### What you should do
In the passage on diet and iron status, copy the text between "Nondietary factors also" and "patterns are [2022].", inclusive, swapping "animal tissue foods" for "animal-source foods".

### Document extract
[Start of section]

Most studies investigating associations between dietary intake and iron status have focused on individual nutrients (e.g., iron) and foods (e.g., meat) [7, 916] which has several limitations. People do not eat foods and nutrients alone but as meals consisting of a variety of foods and nutrients that may impact on one another [17, 18]; for example, phytic acid (e.g., from wholegrain breads and cereals) decreases absorption of nonheme iron (e.g., from vegetables) [19]. The analysis of dietary patterns can help to overcome this problem by considering the whole diet and describing how foods are consumed in combination. In recent years, empirically derived dietary patterns have been used to assess the association between dietary intake and anemia [20] and dietary intake and iron status [21, 22]. Previous investigations of the women in our study suggested that those following a “meat and vegetable” dietary pattern had a reduced risk of suboptimal iron status (defined as iron depletion, iron deficiency, or iron deficiency anaemia; SF < 20 _μ_g/L), while women following a “milk and yoghurt” dietary pattern were more likely to have suboptimal iron status [22]. These studies [2022] have been important for demonstrating the value of dietary patterns as a tool for describing the diet in investigations of iron status.

Nondietary factors also impact on iron status. A New Zealand study of women aged 18 to 40 years found that, in addition to low consumption of animal tissue foods (meat, poultry, and fish), the nondietary factors blood donation, nose bleeds, and menstruation were all associated with mild iron deficiency (SF < 20 _μ_g/L; Hb ≥ 120 g/L) [7]. More recent studies have investigated associations between dietary patterns (rather than individual foods) and iron status, but they have not considered dietary patterns alongside the extensive range of nondietary determinants likely to influence iron status, such as blood loss, so it has been difficult to determine exactly how important dietary patterns are [2022].

[End of section]

Referring expression pointing data

[Start of section]

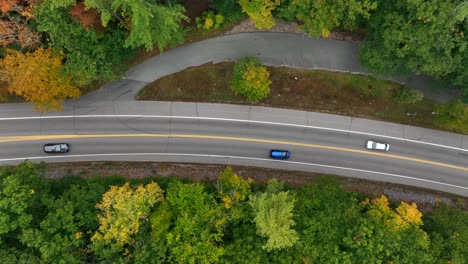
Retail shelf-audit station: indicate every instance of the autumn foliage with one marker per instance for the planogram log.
(123, 210)
(37, 78)
(14, 27)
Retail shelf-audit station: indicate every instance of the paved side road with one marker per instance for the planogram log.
(275, 49)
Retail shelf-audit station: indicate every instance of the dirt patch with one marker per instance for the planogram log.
(425, 199)
(309, 90)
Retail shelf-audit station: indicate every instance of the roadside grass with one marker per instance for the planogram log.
(311, 90)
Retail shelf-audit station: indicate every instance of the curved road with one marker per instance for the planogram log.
(243, 135)
(110, 125)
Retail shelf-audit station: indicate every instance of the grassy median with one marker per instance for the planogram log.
(310, 90)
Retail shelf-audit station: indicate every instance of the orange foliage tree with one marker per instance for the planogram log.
(36, 76)
(14, 16)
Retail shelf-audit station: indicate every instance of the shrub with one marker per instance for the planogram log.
(210, 21)
(406, 95)
(251, 80)
(230, 9)
(452, 115)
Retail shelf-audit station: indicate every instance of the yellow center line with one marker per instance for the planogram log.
(256, 140)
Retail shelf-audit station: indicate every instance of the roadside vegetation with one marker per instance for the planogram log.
(87, 42)
(313, 90)
(231, 220)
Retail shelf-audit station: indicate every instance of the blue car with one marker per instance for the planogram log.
(279, 154)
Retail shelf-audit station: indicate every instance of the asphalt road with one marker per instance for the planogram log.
(241, 143)
(319, 142)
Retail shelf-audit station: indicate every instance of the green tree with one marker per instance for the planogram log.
(64, 233)
(452, 115)
(197, 227)
(386, 235)
(448, 229)
(321, 16)
(273, 217)
(89, 55)
(23, 190)
(324, 214)
(148, 22)
(15, 199)
(422, 37)
(244, 246)
(251, 80)
(260, 11)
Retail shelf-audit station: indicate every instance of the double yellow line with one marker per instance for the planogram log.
(254, 140)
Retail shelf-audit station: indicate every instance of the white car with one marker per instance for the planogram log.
(56, 148)
(377, 145)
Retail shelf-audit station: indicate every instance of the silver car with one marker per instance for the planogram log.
(374, 145)
(56, 148)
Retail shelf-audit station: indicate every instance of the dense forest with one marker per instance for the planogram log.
(231, 220)
(50, 49)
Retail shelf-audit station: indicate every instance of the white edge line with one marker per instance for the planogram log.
(237, 120)
(236, 157)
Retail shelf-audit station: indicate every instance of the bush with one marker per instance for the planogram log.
(230, 9)
(251, 80)
(452, 115)
(210, 21)
(406, 95)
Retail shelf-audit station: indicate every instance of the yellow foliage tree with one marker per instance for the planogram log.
(36, 76)
(403, 217)
(123, 210)
(260, 11)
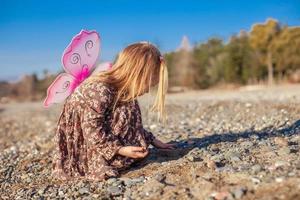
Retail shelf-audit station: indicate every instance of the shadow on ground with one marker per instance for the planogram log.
(184, 146)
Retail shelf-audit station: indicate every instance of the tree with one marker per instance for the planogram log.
(261, 38)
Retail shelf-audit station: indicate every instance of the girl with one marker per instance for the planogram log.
(100, 129)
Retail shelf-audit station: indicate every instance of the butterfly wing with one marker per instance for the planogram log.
(81, 54)
(102, 67)
(60, 89)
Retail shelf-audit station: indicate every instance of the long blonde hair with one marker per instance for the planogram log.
(134, 71)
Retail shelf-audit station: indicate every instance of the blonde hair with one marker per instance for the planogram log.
(134, 71)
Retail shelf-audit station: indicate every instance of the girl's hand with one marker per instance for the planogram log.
(133, 151)
(160, 145)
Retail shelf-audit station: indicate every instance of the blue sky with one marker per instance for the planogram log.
(33, 34)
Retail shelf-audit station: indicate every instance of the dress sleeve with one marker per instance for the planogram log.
(148, 134)
(97, 134)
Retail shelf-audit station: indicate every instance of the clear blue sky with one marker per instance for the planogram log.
(35, 33)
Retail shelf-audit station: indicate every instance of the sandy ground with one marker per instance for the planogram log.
(231, 144)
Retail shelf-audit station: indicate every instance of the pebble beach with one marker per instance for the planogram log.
(231, 144)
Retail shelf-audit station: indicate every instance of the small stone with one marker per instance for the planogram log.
(280, 163)
(84, 190)
(256, 168)
(190, 158)
(211, 164)
(160, 177)
(280, 141)
(239, 192)
(279, 179)
(153, 126)
(255, 180)
(114, 190)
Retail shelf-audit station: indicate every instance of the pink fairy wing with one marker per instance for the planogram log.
(80, 56)
(60, 89)
(102, 67)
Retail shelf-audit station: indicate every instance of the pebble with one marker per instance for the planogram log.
(114, 190)
(238, 139)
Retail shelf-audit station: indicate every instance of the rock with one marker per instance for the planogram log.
(114, 190)
(281, 141)
(239, 192)
(160, 177)
(247, 144)
(130, 182)
(211, 164)
(256, 168)
(84, 190)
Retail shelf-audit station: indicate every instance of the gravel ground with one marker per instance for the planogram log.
(237, 144)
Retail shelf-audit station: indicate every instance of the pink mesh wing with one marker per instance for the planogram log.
(81, 54)
(60, 89)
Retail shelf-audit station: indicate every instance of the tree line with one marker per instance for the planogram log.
(268, 53)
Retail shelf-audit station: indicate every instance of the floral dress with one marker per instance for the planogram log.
(89, 134)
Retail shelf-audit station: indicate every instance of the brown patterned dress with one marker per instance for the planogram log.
(89, 134)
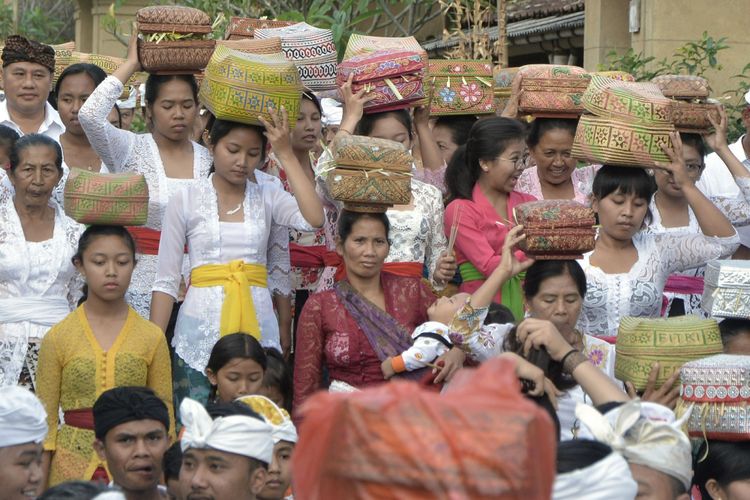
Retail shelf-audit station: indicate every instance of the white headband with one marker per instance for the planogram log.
(22, 417)
(238, 434)
(646, 434)
(607, 479)
(283, 428)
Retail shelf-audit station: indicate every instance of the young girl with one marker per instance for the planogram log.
(481, 183)
(102, 344)
(628, 268)
(226, 221)
(236, 368)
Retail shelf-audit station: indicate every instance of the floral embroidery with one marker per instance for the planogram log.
(470, 93)
(447, 94)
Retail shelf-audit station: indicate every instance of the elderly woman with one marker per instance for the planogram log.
(365, 318)
(38, 284)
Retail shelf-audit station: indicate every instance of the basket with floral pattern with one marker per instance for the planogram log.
(717, 389)
(614, 142)
(634, 102)
(393, 78)
(94, 198)
(311, 49)
(550, 90)
(243, 87)
(461, 87)
(671, 342)
(556, 229)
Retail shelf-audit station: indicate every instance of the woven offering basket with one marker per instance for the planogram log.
(671, 342)
(94, 198)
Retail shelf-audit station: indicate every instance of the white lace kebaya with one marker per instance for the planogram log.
(125, 151)
(193, 217)
(610, 297)
(39, 285)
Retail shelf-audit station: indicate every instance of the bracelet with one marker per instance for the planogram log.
(571, 362)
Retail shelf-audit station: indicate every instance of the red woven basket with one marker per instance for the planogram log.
(179, 57)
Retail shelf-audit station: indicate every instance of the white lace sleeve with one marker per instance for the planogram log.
(277, 261)
(112, 144)
(436, 242)
(172, 245)
(680, 252)
(737, 210)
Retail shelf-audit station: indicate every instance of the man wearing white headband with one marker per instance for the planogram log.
(333, 112)
(23, 427)
(650, 438)
(226, 457)
(284, 436)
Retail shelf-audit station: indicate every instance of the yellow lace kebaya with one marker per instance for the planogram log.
(74, 371)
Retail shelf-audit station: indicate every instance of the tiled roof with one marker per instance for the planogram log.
(528, 9)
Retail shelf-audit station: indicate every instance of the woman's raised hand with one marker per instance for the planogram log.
(676, 166)
(509, 263)
(537, 333)
(277, 132)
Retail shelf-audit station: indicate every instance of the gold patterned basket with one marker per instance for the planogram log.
(94, 198)
(243, 87)
(671, 342)
(614, 142)
(364, 190)
(356, 151)
(627, 101)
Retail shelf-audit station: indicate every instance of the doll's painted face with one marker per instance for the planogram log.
(445, 308)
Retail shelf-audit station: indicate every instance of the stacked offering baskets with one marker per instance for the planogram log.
(461, 87)
(370, 175)
(727, 289)
(547, 90)
(242, 87)
(311, 49)
(691, 106)
(172, 39)
(671, 342)
(717, 389)
(556, 229)
(628, 126)
(94, 198)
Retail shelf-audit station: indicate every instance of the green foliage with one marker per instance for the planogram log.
(693, 58)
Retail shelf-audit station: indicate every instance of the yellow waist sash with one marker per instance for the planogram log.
(238, 310)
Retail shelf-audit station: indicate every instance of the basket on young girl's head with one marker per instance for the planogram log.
(370, 175)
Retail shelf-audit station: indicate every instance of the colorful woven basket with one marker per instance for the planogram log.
(94, 198)
(461, 87)
(612, 142)
(253, 46)
(556, 229)
(683, 86)
(627, 101)
(694, 117)
(671, 342)
(367, 190)
(550, 90)
(356, 151)
(242, 87)
(311, 49)
(727, 289)
(393, 78)
(717, 389)
(240, 28)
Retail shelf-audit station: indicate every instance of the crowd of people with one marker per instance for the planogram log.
(179, 359)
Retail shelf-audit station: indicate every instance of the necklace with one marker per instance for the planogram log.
(232, 212)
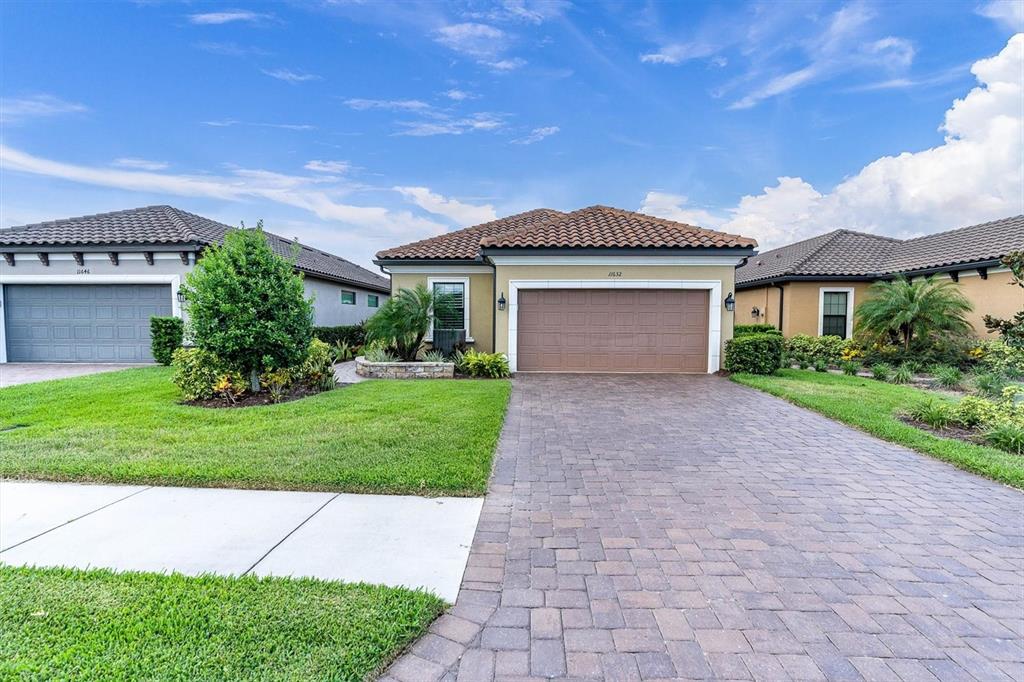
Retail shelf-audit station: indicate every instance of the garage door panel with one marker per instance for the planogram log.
(578, 330)
(82, 323)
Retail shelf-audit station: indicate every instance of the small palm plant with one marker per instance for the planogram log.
(905, 310)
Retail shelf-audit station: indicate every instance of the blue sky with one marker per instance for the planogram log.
(356, 126)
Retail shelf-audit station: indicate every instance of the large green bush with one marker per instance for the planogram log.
(353, 335)
(247, 305)
(755, 353)
(744, 330)
(165, 337)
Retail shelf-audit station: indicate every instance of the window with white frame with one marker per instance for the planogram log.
(836, 312)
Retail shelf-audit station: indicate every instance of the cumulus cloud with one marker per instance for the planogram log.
(460, 213)
(537, 134)
(976, 174)
(16, 110)
(139, 164)
(329, 167)
(290, 76)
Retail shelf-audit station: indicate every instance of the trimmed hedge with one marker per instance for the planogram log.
(353, 335)
(744, 330)
(165, 337)
(755, 353)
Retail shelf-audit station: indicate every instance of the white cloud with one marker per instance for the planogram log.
(241, 185)
(14, 110)
(388, 104)
(1008, 12)
(462, 214)
(139, 164)
(290, 76)
(675, 207)
(329, 167)
(537, 135)
(976, 174)
(227, 16)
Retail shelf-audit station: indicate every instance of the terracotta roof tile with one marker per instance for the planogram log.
(597, 226)
(166, 224)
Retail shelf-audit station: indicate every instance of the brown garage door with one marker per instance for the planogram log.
(612, 330)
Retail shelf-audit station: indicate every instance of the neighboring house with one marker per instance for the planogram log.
(84, 289)
(595, 290)
(813, 287)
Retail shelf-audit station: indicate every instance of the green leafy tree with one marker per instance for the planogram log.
(402, 322)
(905, 310)
(247, 305)
(1011, 330)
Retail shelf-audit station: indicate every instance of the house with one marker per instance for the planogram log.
(594, 290)
(84, 289)
(813, 287)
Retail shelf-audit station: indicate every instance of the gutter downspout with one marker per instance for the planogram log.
(781, 302)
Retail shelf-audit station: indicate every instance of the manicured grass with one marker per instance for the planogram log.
(428, 436)
(871, 406)
(60, 624)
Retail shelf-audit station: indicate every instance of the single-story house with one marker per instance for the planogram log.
(82, 290)
(813, 287)
(594, 290)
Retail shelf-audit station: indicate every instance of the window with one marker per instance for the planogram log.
(451, 309)
(836, 312)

[End of section]

### Response to the task
Nondietary factors also impact on iron status. A New Zealand study of women aged 18 to 40 years found that, in addition to low consumption of animal-source foods (meat, poultry, and fish), the nondietary factors blood donation, nose bleeds, and menstruation were all associated with mild iron deficiency (SF < 20 _μ_g/L; Hb ≥ 120 g/L) [7]. More recent studies have investigated associations between dietary patterns (rather than individual foods) and iron status, but they have not considered dietary patterns alongside the extensive range of nondietary determinants likely to influence iron status, such as blood loss, so it has been difficult to determine exactly how important dietary patterns are [2022].